**WHAT IS NEEDED:** What you return must be an exact copy of the lines in the listing below between the line holding "Reviewer note: every instance of the terracotta" and the line holding "pixel 511 394", inclusive, and nothing more.

**GIVEN ENTRIES:**
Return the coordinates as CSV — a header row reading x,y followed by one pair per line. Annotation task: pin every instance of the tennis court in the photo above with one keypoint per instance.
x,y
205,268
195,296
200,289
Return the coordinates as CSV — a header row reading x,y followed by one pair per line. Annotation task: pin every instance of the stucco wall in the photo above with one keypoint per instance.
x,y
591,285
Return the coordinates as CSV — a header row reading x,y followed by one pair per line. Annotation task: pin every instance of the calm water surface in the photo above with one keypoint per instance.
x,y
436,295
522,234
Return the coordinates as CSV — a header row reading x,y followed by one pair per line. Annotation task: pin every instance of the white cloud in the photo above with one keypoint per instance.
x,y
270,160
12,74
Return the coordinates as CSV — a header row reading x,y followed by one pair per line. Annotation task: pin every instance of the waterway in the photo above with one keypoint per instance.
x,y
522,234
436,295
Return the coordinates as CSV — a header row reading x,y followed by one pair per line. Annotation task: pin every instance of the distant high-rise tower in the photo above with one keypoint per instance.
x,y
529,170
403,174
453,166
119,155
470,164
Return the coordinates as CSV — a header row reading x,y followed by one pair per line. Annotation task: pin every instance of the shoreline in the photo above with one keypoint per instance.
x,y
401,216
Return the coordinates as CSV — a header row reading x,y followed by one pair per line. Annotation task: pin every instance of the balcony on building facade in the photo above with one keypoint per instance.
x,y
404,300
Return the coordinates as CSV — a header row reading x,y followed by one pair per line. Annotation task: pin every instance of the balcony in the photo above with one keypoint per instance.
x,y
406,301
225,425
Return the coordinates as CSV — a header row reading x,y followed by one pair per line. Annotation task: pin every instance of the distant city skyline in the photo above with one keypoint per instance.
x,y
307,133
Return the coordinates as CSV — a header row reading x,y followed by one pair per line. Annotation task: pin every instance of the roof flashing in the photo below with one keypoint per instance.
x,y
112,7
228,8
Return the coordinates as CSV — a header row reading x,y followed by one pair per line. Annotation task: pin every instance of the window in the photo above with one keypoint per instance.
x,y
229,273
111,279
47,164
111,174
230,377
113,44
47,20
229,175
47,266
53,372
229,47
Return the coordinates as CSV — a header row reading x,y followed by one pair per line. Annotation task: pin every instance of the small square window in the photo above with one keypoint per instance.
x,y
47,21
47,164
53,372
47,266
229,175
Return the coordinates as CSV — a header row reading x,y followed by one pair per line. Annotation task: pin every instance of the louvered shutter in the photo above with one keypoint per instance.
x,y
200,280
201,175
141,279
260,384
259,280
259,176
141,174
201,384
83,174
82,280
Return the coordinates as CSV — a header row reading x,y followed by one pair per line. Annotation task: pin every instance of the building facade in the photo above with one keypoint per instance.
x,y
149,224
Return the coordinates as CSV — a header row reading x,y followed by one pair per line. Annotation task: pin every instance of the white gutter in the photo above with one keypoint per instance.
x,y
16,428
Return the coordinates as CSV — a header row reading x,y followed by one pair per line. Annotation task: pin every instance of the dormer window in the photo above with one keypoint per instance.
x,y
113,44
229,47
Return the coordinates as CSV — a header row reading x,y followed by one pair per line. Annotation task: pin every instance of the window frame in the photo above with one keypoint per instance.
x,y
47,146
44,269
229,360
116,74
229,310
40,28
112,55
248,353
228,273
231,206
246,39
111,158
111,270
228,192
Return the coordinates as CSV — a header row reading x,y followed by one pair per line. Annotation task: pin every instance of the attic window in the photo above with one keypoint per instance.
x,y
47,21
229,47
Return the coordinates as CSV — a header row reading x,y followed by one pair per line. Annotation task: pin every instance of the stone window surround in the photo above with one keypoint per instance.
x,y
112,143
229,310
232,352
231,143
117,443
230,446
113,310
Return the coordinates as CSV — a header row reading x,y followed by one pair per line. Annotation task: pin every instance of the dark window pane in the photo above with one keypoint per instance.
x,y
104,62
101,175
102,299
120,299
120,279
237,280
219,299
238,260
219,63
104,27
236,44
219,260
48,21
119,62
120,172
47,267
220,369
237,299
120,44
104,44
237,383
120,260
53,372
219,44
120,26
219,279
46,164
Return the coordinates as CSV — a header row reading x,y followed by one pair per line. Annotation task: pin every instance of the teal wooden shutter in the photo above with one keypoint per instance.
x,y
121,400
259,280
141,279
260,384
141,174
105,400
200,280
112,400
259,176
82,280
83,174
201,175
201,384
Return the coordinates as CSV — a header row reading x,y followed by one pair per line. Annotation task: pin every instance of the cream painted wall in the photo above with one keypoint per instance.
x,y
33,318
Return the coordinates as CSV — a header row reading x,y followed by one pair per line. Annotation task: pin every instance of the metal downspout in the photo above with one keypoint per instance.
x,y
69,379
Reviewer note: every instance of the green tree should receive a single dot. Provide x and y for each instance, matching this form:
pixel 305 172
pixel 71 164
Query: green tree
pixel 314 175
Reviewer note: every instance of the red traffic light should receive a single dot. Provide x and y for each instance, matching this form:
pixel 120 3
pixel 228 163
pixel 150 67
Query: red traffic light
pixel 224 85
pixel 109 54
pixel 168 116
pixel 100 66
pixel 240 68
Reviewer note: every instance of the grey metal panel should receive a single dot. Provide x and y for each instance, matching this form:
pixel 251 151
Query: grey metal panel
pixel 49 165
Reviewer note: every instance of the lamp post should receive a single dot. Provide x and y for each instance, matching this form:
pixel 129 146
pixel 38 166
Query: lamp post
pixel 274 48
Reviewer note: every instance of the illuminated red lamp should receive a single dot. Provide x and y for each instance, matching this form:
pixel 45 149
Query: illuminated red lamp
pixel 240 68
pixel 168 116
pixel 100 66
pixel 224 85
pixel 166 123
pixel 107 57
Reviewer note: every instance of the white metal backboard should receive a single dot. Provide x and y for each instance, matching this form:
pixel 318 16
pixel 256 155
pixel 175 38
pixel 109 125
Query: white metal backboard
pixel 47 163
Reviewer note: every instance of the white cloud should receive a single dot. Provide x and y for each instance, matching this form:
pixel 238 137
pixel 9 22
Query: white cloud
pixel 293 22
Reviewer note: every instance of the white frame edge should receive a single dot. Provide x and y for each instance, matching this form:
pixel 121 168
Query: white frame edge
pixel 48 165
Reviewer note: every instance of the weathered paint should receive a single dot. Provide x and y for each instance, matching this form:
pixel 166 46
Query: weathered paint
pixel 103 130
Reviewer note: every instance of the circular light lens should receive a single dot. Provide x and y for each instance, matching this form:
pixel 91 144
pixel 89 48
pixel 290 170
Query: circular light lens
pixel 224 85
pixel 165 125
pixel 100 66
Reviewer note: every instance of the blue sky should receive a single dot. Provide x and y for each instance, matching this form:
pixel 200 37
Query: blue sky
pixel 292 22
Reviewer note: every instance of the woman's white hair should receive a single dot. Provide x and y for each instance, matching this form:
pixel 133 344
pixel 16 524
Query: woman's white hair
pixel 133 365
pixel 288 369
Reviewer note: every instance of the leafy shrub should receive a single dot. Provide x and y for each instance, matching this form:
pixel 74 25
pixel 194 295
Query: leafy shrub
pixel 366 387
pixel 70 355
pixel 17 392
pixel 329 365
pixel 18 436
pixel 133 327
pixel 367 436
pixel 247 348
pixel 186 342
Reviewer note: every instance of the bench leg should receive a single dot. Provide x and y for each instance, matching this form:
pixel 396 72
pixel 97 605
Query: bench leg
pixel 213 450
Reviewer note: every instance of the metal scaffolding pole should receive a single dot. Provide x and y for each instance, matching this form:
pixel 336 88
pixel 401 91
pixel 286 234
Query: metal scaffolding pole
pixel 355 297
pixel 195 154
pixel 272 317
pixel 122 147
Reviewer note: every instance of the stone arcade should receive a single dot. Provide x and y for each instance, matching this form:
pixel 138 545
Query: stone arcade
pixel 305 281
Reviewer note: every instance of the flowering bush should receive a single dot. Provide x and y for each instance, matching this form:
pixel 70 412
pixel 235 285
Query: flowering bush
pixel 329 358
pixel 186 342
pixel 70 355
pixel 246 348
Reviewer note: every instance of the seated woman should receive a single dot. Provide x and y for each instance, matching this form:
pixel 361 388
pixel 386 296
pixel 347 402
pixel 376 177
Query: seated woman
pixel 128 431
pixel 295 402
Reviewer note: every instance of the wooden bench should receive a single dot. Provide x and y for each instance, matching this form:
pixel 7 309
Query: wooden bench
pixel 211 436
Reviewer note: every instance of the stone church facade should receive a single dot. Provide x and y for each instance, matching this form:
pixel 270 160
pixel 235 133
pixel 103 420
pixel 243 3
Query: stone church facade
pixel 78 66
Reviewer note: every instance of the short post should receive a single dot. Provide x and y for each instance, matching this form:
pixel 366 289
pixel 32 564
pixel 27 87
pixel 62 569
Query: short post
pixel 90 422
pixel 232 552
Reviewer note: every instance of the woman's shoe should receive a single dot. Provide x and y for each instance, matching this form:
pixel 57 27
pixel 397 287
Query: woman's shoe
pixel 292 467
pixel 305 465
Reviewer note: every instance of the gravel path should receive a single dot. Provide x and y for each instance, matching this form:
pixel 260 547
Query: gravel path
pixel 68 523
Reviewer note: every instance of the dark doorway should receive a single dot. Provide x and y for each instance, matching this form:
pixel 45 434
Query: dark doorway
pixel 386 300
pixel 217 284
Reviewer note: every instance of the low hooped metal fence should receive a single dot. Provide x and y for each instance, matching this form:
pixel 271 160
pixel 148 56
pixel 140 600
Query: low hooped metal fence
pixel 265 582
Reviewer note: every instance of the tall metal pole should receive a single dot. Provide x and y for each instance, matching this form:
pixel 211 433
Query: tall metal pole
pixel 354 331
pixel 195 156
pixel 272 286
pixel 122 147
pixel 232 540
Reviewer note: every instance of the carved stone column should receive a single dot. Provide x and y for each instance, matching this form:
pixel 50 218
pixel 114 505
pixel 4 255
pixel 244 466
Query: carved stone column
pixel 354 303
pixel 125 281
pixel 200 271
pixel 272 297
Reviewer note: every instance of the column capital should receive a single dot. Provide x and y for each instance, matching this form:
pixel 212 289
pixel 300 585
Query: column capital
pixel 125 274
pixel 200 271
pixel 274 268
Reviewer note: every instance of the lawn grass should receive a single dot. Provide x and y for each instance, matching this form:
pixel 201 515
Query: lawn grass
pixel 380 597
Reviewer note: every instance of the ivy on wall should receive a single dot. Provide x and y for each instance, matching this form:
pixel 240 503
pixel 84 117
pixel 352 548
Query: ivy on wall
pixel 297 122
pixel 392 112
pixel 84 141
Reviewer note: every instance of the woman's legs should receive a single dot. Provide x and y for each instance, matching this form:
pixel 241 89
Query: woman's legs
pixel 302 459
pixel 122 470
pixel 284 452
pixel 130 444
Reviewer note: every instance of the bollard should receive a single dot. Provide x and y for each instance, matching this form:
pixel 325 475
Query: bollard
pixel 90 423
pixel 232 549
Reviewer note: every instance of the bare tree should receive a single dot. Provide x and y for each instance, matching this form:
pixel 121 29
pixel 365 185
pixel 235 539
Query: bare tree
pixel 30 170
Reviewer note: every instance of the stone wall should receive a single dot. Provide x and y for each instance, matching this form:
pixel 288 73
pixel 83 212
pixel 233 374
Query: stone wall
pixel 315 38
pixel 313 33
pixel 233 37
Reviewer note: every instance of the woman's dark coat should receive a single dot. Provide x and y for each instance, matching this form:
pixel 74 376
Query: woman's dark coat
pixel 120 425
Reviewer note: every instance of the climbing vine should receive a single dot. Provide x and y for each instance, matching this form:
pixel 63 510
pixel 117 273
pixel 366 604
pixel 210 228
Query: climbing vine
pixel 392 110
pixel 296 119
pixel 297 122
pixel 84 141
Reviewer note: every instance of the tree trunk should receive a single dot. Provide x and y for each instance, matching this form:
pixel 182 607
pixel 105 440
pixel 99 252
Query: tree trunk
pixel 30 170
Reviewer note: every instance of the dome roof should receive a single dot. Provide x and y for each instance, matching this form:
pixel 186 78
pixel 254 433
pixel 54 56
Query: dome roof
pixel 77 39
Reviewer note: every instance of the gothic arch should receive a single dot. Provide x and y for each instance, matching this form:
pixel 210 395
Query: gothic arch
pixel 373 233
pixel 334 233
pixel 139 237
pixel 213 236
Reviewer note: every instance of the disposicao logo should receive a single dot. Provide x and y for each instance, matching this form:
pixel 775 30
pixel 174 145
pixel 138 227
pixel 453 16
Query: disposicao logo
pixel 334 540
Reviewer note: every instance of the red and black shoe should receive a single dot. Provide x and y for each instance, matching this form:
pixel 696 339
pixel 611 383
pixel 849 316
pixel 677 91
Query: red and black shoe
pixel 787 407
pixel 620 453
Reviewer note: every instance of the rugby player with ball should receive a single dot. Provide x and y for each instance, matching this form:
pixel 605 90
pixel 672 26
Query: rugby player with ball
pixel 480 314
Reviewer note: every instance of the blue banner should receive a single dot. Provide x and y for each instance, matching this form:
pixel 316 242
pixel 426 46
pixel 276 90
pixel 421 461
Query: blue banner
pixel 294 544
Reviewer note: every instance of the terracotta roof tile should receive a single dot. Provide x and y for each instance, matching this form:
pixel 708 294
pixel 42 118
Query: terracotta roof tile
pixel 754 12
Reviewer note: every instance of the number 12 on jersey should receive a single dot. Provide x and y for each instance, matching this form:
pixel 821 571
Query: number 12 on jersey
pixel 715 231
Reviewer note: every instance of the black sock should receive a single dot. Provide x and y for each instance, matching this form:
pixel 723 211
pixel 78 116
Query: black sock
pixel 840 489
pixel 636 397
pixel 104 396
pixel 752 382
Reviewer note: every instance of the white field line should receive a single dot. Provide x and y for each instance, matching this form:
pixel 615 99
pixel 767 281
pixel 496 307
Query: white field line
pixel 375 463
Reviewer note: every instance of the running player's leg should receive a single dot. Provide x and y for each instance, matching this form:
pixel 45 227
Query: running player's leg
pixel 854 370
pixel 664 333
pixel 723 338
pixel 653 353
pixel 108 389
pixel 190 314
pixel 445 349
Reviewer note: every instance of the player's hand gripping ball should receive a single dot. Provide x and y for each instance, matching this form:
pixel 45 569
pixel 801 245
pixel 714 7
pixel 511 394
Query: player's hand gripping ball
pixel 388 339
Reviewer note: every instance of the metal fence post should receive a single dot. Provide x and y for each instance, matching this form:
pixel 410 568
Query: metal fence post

**EXERCISE SOLUTION:**
Reviewer note: every instance of the terracotta roof tile should receive a single dot. Provide x and y for each instance, matching this form:
pixel 708 294
pixel 42 118
Query: terracotta roof tile
pixel 754 12
Reviewer note: every instance of the number 12 on jersey should receive a single dot. Provide x and y for each instance, matching this form:
pixel 821 571
Query: number 12 on jersey
pixel 715 231
Reviewer note: every instance of the black sock should receive a single dot. Provide x and y for each instance, matching this form:
pixel 723 211
pixel 78 116
Query: black sock
pixel 840 489
pixel 636 397
pixel 104 396
pixel 752 382
Reviewer note: every instance of the white field line should receive a single dot. Provide x and y for each instance, matching this form:
pixel 615 99
pixel 767 281
pixel 496 307
Query: white field line
pixel 375 463
Reviewer note: every instance of the running player's leg should receive a single dot. Provide x and y for each instance, matching this form:
pixel 45 227
Query: running player's leg
pixel 854 370
pixel 664 333
pixel 723 338
pixel 653 353
pixel 108 389
pixel 190 314
pixel 445 349
Reviewer note: every instance of the player's hand gripping ball should receive a single dot. Provide x and y for each instance, matching this form:
pixel 45 569
pixel 801 245
pixel 714 7
pixel 511 394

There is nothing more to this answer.